В сентябре того же пятьдесят третьего года я вернулся в родную Москву и немедля принялся искать работу. Не сомневался, что мой опыт переводчика-синхрониста пригодится и в мирной жизни. Не тут-то было! Куда ни сунусь — в ТАСС, на радио, в Министерство внешней торговли, — всюду отказ. Беспартийный еврей, я оказался никому не нужным с моими двумя языками: итальянским и французским. Время шло, а скромная моя мечта обрести постоянную работу никак не сбывалась.
В бесконечных, изматывающих душу поисках прошел год, пока фортуна, доселе упорно стоявшая ко мне спиной, не повернулась вдруг бочком. В музыкальном училище при консерватории на вокальном отделении ушла на пенсию преподавательница итальянского языка. Идти туда работать на жалкие по тем временам сорок рублей в месяц охотников не нашлось. Директор училища Рахиль Львовна Блюман, поговорив со мной, согласилась взять меня в свой «дружный коллектив».
Потом заглянула в мой паспорт, ахнула и… сказала, что возникли непредвиденные трудности чисто технического характера. На самом деле в училище и без меня полно было евреев — и она однажды уже слышала упрек, что превратила его в самую настоящую синагогу. Опять наткнулся я на еврея-начальника, обуянного страхом иудейским.

Задание ▸ Сколько в месяц платили преподавателю итальянского языка в музыкальном училище, согласно отрывку о поисках работы?

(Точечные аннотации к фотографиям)
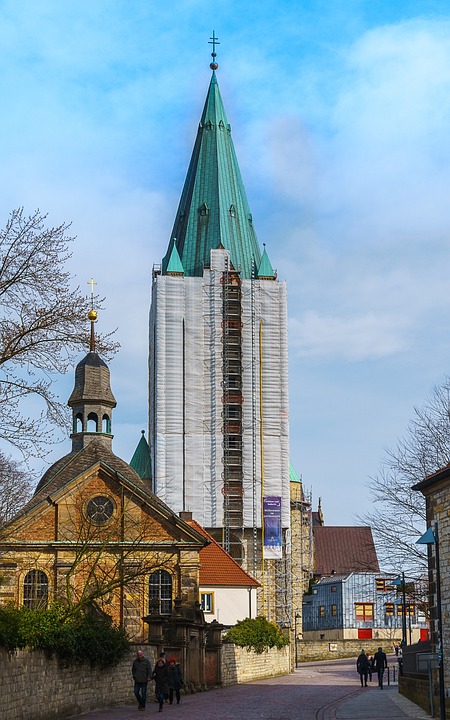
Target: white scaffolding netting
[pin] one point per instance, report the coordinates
(185, 384)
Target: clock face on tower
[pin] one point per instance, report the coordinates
(100, 509)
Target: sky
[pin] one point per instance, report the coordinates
(340, 116)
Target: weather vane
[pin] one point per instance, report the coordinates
(92, 315)
(213, 41)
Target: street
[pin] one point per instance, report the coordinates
(316, 691)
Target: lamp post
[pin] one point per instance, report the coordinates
(431, 537)
(296, 617)
(400, 582)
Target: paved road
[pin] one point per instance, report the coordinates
(316, 691)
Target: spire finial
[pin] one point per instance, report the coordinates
(92, 315)
(214, 41)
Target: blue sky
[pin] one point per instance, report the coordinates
(340, 113)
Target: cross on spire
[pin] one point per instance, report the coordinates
(214, 41)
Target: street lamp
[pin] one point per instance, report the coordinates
(400, 582)
(431, 537)
(296, 617)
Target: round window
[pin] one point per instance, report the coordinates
(100, 509)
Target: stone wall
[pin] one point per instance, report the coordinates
(332, 650)
(34, 687)
(240, 666)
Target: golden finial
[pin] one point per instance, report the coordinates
(92, 315)
(214, 41)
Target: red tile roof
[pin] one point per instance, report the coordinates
(219, 568)
(344, 549)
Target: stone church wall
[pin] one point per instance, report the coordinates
(240, 666)
(34, 687)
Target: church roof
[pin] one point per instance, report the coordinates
(343, 550)
(265, 269)
(141, 461)
(174, 266)
(213, 209)
(217, 567)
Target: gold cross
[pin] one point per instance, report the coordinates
(92, 283)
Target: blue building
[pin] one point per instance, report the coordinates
(359, 605)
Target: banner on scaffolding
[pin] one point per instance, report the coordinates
(272, 528)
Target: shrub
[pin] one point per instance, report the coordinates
(73, 638)
(256, 634)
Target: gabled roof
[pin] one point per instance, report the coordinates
(343, 550)
(93, 456)
(217, 567)
(141, 460)
(265, 269)
(213, 209)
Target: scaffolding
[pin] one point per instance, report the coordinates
(233, 490)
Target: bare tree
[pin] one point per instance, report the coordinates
(398, 515)
(15, 488)
(43, 325)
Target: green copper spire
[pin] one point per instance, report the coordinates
(213, 209)
(265, 269)
(174, 266)
(141, 462)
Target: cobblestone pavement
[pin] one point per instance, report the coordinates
(316, 691)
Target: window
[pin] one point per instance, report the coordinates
(35, 590)
(160, 589)
(410, 610)
(364, 611)
(384, 584)
(206, 601)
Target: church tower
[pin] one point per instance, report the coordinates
(218, 368)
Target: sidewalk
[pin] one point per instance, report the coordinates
(316, 691)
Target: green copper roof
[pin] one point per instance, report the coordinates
(175, 265)
(293, 475)
(141, 462)
(213, 209)
(265, 269)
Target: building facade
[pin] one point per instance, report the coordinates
(361, 606)
(218, 370)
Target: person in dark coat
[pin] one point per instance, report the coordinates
(141, 671)
(362, 666)
(161, 678)
(175, 680)
(380, 664)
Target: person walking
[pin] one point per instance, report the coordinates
(380, 664)
(141, 671)
(175, 680)
(362, 666)
(161, 678)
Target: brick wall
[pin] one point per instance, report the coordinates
(240, 666)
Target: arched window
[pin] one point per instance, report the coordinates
(92, 425)
(160, 588)
(35, 589)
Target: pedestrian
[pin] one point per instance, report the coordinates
(161, 678)
(175, 680)
(370, 659)
(380, 664)
(141, 671)
(362, 666)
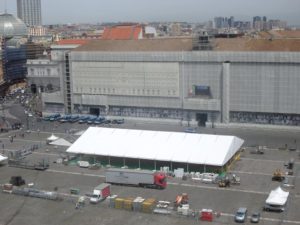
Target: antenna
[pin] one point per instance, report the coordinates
(5, 6)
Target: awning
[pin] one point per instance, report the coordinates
(277, 197)
(194, 148)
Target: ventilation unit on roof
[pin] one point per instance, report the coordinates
(203, 42)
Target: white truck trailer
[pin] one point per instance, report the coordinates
(100, 193)
(143, 178)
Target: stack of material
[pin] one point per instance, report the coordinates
(179, 172)
(206, 215)
(17, 181)
(148, 205)
(128, 203)
(163, 208)
(137, 204)
(7, 188)
(112, 200)
(119, 203)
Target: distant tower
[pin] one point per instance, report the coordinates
(30, 12)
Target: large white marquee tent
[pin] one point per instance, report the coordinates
(191, 148)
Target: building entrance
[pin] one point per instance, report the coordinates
(95, 111)
(201, 119)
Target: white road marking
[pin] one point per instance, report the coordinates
(266, 160)
(44, 153)
(170, 183)
(74, 173)
(217, 188)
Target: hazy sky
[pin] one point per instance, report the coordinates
(93, 11)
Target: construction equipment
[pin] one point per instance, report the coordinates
(100, 193)
(224, 182)
(235, 179)
(181, 200)
(278, 175)
(43, 165)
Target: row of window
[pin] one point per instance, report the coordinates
(42, 72)
(120, 91)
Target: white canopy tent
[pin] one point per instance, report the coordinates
(52, 138)
(61, 142)
(193, 148)
(277, 197)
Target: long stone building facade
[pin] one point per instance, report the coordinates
(167, 79)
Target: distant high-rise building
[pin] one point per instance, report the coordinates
(256, 19)
(265, 19)
(30, 12)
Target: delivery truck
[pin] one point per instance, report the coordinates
(100, 193)
(142, 178)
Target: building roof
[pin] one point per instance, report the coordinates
(163, 44)
(72, 42)
(122, 32)
(11, 26)
(193, 148)
(252, 44)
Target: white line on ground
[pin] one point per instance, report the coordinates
(169, 183)
(217, 188)
(74, 173)
(265, 218)
(43, 153)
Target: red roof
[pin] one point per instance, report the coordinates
(131, 32)
(72, 42)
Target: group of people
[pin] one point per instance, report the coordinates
(264, 118)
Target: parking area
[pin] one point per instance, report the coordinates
(255, 171)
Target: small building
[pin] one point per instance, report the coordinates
(155, 149)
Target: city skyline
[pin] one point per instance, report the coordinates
(94, 11)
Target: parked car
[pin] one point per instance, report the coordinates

Решение ▸ Сорок рублей в месяц.